- Tasks to perform -
**1.** In the essay about an international student, rewrite the paragraph beginning "After an initial period of settling" as a short bulleted list that keeps its main facts.
**2.** From the essay about an international student, reproduce the stretch from "After an initial" through "read about psychology." word for word.

- Passage -

........

An international student far from home with his missed opportunities
|I remembered when I first arrived here, lost in a sea of foreign difference. The air was colder, the roads narrower, the people different. Initially, it was not easy. Having relied heavily on my parents for support for as long I could remember, I now had to fend for myself. Housekeeping, laundry, cooking, washing…I had to organise my time to accommodate these completely new concepts. I had to find my way around a foreign city, and to fumble my way around a different way of doing things. The post office had to be located, the banking procedures known, the traffic rules understood.
After an initial period of settling into my new lifestyle as a student in a foreign land, I started to enjoy the freedom it gave me. I was doing things for myself, instead of depending on others to help me through it. I felt proud I could cook some decent meals; I was satisfied after I cleaned my floor of dust; I was glad after tidying up the room. Along with my newfound independence, I discovered more than what my course in aeronautical engineering could provide. I took a peek into the fundamental mathematical theories, explored some philosophies of various cultures, and read about psychology.

........

- Data excerpts -

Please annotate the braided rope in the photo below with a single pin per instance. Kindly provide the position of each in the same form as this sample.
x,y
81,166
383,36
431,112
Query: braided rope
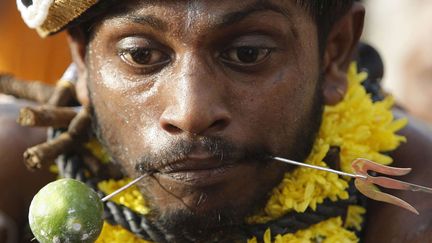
x,y
72,167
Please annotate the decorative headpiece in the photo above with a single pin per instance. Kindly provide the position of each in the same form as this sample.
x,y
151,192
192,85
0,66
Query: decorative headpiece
x,y
51,16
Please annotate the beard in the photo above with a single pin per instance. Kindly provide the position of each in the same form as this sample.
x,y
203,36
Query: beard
x,y
226,223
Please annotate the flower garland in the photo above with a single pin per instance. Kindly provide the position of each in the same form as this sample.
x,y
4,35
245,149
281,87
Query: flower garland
x,y
358,126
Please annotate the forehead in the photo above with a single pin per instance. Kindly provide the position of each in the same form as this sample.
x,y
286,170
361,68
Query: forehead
x,y
201,14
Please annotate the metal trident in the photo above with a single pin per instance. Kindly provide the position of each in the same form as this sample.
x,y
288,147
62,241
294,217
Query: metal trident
x,y
365,182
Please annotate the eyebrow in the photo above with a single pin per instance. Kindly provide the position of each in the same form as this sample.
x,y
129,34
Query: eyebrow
x,y
150,20
227,20
258,6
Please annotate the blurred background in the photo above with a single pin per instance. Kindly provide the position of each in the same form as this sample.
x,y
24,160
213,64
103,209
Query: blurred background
x,y
401,31
24,54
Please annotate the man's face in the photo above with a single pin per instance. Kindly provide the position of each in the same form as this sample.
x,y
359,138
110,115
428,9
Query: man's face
x,y
197,93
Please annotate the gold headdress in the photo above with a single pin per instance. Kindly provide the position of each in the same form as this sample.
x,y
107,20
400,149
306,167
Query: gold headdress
x,y
50,16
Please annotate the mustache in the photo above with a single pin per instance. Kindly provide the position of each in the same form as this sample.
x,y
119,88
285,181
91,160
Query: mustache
x,y
217,148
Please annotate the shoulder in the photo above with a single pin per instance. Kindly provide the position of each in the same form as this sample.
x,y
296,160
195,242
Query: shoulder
x,y
387,223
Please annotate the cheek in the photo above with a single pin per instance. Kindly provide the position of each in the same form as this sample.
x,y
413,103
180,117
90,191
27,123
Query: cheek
x,y
126,121
278,111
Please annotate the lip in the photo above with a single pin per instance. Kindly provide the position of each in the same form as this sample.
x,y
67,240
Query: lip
x,y
199,172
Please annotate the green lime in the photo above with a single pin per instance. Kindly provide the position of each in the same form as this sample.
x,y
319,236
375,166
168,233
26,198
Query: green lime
x,y
66,210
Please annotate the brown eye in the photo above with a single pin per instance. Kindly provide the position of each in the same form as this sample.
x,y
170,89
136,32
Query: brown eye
x,y
144,57
245,55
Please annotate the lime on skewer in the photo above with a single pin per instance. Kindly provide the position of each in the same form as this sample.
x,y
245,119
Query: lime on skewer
x,y
66,210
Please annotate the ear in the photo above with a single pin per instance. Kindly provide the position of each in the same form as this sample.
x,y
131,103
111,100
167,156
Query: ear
x,y
341,42
78,46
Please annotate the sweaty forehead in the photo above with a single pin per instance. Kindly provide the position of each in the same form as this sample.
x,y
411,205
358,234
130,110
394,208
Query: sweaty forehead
x,y
161,14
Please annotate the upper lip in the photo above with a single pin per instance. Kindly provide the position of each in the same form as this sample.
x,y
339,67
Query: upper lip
x,y
193,162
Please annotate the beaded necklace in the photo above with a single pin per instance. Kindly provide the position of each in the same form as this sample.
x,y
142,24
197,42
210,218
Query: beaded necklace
x,y
358,126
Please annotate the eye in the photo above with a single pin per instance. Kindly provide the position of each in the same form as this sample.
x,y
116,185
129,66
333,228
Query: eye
x,y
144,57
245,55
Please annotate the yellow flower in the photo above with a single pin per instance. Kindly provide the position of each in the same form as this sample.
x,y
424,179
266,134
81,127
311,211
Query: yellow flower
x,y
360,127
328,231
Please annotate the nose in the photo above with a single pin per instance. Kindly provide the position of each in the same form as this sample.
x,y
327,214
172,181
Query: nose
x,y
198,104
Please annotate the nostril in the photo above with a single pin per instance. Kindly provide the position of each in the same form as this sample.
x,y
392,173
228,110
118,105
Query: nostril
x,y
171,129
219,125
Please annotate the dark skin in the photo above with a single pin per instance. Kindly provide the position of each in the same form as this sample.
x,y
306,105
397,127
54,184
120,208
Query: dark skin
x,y
198,94
189,77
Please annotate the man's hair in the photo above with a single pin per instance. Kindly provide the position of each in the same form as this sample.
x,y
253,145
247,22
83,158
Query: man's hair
x,y
325,13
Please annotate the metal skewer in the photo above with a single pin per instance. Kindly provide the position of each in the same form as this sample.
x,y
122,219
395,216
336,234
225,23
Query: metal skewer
x,y
319,168
106,198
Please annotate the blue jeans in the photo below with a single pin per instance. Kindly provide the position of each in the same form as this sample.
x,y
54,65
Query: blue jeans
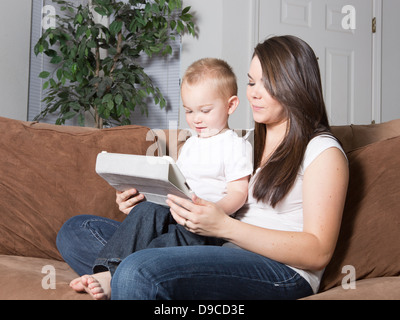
x,y
91,244
150,257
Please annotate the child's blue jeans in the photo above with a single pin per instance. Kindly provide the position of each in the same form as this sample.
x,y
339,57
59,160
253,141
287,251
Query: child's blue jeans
x,y
151,257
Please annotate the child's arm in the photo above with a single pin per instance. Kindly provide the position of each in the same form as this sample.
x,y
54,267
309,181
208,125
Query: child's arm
x,y
236,196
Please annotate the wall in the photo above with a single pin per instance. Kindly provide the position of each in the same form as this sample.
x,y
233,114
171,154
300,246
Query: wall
x,y
225,33
15,26
390,60
228,30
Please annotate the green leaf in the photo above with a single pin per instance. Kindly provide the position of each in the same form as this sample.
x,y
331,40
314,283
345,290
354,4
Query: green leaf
x,y
69,115
116,27
44,74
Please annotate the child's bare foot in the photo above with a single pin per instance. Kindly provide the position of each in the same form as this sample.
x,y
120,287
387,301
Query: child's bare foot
x,y
97,285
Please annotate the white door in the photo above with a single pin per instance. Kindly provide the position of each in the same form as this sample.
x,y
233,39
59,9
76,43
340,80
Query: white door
x,y
345,55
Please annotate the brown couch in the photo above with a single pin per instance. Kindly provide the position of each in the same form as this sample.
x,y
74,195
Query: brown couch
x,y
47,176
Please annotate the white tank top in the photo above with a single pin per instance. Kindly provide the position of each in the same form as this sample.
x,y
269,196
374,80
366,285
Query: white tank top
x,y
288,213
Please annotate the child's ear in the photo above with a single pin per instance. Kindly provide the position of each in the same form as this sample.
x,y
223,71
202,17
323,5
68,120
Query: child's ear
x,y
233,103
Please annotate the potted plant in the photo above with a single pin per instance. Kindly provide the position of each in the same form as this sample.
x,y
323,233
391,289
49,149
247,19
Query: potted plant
x,y
108,85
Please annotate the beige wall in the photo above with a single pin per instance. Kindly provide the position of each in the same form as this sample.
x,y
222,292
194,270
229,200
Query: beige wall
x,y
15,34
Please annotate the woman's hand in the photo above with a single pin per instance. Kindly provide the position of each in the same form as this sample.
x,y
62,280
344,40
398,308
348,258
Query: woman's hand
x,y
128,199
200,216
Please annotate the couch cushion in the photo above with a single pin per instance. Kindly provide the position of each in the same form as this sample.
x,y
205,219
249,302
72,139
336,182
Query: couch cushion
x,y
48,175
386,288
369,237
357,136
24,278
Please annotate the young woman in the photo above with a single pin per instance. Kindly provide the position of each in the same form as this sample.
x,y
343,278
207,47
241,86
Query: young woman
x,y
279,243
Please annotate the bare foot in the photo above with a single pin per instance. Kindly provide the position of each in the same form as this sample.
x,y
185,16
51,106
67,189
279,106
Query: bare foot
x,y
98,285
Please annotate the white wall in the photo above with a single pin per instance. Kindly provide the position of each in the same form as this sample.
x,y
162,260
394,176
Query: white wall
x,y
391,60
228,29
15,35
225,32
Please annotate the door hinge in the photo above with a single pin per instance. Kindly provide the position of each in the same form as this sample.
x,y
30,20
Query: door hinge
x,y
374,25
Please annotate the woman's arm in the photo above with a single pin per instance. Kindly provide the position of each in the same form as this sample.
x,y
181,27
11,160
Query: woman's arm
x,y
324,191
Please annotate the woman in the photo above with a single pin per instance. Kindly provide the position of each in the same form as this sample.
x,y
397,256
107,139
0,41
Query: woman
x,y
280,242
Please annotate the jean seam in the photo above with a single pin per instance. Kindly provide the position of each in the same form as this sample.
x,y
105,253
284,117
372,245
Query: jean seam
x,y
95,233
190,275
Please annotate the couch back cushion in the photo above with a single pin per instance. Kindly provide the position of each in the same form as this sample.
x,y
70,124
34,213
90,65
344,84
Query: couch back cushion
x,y
357,136
369,237
47,175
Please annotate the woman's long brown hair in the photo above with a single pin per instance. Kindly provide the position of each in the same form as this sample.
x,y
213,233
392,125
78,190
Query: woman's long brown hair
x,y
292,77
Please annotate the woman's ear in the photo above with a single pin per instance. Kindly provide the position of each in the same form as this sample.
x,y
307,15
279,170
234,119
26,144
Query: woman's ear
x,y
233,103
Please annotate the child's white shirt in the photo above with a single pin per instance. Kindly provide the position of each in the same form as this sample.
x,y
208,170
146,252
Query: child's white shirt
x,y
208,164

........

- Exercise results -
**1.**
- After settling into life as a student abroad, the writer began to enjoy the freedom it brought.
- The writer was now doing things alone instead of relying on others.
- The writer took pride in cooking decent meals, cleaning the floor, and tidying the room.
- With this independence came learning beyond the aeronautical engineering course: fundamental mathematical theories, philosophies of various cultures, and psychology.

**2.**
After an initial period of settling into my new lifestyle as a student in a foreign land, I started to enjoy the freedom it gave me. I was doing things for myself, instead of depending on others to help me through it. I felt proud I could cook some decent meals; I was satisfied after I cleaned my floor of dust; I was glad after tidying up the room. Along with my newfound independence, I discovered more than what my course in aeronautical engineering could provide. I took a peek into the fundamental mathematical theories, explored some philosophies of various cultures, and read about psychology.